This article was published 23/12/2011 (5094 days ago), so information in it may no longer be current.

The Montreal Canadiens and their coaching “controversy” arrived in Winnipeg full-bore on Thursday.

Adding to the tempest, Mario Beaulieu, general chairman of the nationalist Societe St-Jean-Baptiste, accused Jets coach Claude Noel of an anti-French role in the matter speaking on a Montreal television station on Thursday.

Beaulieu, in his comments (translated, of course) said the Jets were “adding to” the Habs coaching controversy surrounding unilingual interim head coach Randy Cunneyworth.

WAYNE GLOWACKI / WINNIPEG FREE PRESS
Canadiens interim head coach Randy Cunneyworth tells media at the MTS Centre that he is concentrating not on the headlines, but getting his team to play better.
WAYNE GLOWACKI / WINNIPEG FREE PRESS Canadiens interim head coach Randy Cunneyworth tells media at the MTS Centre that he is concentrating not on the headlines, but getting his team to play better.

Noel does not normally speak French with reporters who cover his team’s games and this week the team has shielded assistant coach Pascal Vincent, a French Canadian and rumoured to be of future interest to the Habs, from all reporters.

“They’ve said… to support the Canadiens, the head coach of the Jets, who speaks French, and Mr. Vincent who is an assistant coach — we’re forbidding them from speaking French with journalists,” Beaulieu said on Thursday.

Noel was none too pleased at the attempt to drag him into the affair on Thursday.

“My situation not speaking French to the media is really nothing to do with Randy Cunneyworth and that whole scenario,” Noel said. “It has to do with my comfort level. I can’t express myself in French like I can in English… I’ve got a Grade 6 education in French and then I went to English school from Grade 7 and onward. It’s hard to be descriptive.

“If I want to say to the French media, for example, ‘I want to focus on the task at hand,’ I can’t say that.

“I don’t know how to say it. The words don’t come out, so I’m always half-English, half-French. It has nothing to do with their situation there. They can accuse me of whatever they’d like. They want to generate whatever controversy? That’s their right.”

JOE BRYKSA / WINNIPEG FREE PRESS archives
Claude Noel: 'I'm always half-English, half-French'
JOE BRYKSA / WINNIPEG FREE PRESS archives Claude Noel: 'I'm always half-English, half-French'

Noel, who was born in Kirkland Lake, Ont., said simply that his French is no longer “clean.”

“It’s no disrespect to the media,” he said. “I’ve been in the U.S. for 30 years. You lose it. Then you go to express yourself and you can’t.”

(Dataset extract)
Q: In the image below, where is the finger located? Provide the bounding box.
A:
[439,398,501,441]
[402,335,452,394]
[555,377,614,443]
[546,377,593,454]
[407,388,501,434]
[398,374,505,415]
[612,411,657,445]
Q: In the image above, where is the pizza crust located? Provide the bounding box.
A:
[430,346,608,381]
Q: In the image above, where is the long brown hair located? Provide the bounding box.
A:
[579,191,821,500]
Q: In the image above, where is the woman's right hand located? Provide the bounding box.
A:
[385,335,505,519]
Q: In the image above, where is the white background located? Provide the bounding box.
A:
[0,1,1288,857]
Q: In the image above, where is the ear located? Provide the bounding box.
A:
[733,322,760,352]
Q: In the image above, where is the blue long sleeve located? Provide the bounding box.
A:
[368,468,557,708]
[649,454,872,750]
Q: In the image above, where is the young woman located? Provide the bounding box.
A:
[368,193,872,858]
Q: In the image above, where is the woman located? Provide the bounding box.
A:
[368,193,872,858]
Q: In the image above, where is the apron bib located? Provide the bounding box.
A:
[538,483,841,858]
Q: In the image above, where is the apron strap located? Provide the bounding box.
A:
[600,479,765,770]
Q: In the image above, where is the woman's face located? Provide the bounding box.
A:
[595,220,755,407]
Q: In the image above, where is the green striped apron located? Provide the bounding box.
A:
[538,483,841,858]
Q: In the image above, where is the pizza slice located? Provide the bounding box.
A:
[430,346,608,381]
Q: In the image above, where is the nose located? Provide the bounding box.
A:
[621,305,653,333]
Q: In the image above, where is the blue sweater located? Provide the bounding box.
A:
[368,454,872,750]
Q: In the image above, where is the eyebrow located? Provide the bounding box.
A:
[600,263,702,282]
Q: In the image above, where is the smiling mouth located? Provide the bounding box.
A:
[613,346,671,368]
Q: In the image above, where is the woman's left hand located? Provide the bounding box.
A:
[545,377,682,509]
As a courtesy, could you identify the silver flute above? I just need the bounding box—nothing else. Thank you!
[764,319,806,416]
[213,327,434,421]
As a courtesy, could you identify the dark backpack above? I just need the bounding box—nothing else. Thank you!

(Your instructions) Print the passage from the article on the Canadiens coaching controversy, starting with "Noel was none" and going on through "can’t say that.".

(Response box)
Noel was none too pleased at the attempt to drag him into the affair on Thursday.

“My situation not speaking French to the media is really nothing to do with Randy Cunneyworth and that whole scenario,” Noel said. “It has to do with my comfort level. I can’t express myself in French like I can in English… I’ve got a Grade 6 education in French and then I went to English school from Grade 7 and onward. It’s hard to be descriptive.

“If I want to say to the French media, for example, ‘I want to focus on the task at hand,’ I can’t say that.